======== Quoted passage

Who this pattern fits

  • Specialty clinics, dental practices, and outpatient centres with 3-15 doctors and fewer than 100 patients per day
  • Law firms needing the same model pattern for confidential contract review (different front-end, same infrastructure)
  • Accounting offices managing tax-document queries under PDPA constraints

It does not fit: hospitals with multi-thousand-employee traffic (needs real load balancing), national-chain clinics (needs centralized policy management), and anyone who cannot commit to owning the hardware long-term.

How to engage

If you are considering something like this for a real organization, the next step is a free 30-minute scoping call to determine whether the pattern fits. Email editor name with a brief description of your use case. We respond within one business day.

Our services page has the three standard packages; bespoke scope is possible. Our editorial standards govern what we will and will not take on — worth a read before inquiring.

Frequently asked questions

Is this a real client engagement?
No. This is an illustrative scenario written to show the thinking process we apply when designing a PDPA-compliant local AI setup. The clinic described here does not exist. Numbers, constraints, and outcomes are plausible but not from a real engagement.
Why can't a Thai clinic use ChatGPT or Google Gemini for triage?

================
======== Excerpted data

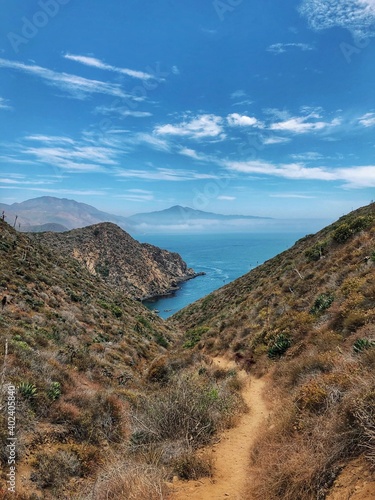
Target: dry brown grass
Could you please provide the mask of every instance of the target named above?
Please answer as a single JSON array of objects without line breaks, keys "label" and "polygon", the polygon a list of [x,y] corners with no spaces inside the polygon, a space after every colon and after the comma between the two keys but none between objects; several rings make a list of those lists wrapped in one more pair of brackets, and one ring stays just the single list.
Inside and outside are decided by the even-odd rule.
[{"label": "dry brown grass", "polygon": [[165,481],[160,468],[118,460],[108,463],[96,482],[77,499],[164,500],[168,498]]}]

================

• [What you are asked to do]
Pick up the page on the PDPA-compliant local AI setup for clinics after its final line and continue it.

• [Written answer]
Patient symptom data is sensitive personal data under Thailand's PDPA B.E. 2562. Sending it to a cloud API based in the US or Europe constitutes a cross-border transfer that requires explicit patient consent, a legal basis, and demonstrated adequate protection. Most clinics cannot meet these conditions for routine use, and consumer-grade chat products do not sign the required data-processing agreements.
Can a 24 GB GPU really handle a whole clinic's traffic?
For a clinic of up to 50 concurrent users — which is generous for a 5-doctor practice — yes. Qwen3.6-35B-A3B runs at roughly 138 tokens per second on a single 24 GB card, enough to serve a steady stream of short triage dialogues. Busier operations need the heavy tier (48 GB) or a second box for load balancing.
What's the total cost over 3 years?
Hardware capex around 180,000-250,000 THB for a 24 GB workstation with backup UPS; one-time setup 30,000-60,000 THB; optional quarterly support retainer 5,000-10,000 THB. Total 3-year TCO roughly 300,000-400,000 THB — versus cloud-API calls which at even 10 requests per doctor per day would exceed that within 18 months and still leave you non-compliant.
What about model updates?
We pin a specific model version at install time. Updates are opt-in and reviewed quarterly — you do not want your triage assistant silently changing its behaviour after a vendor push. This is one of the reasons local deployment wins for regulated work: you control the version.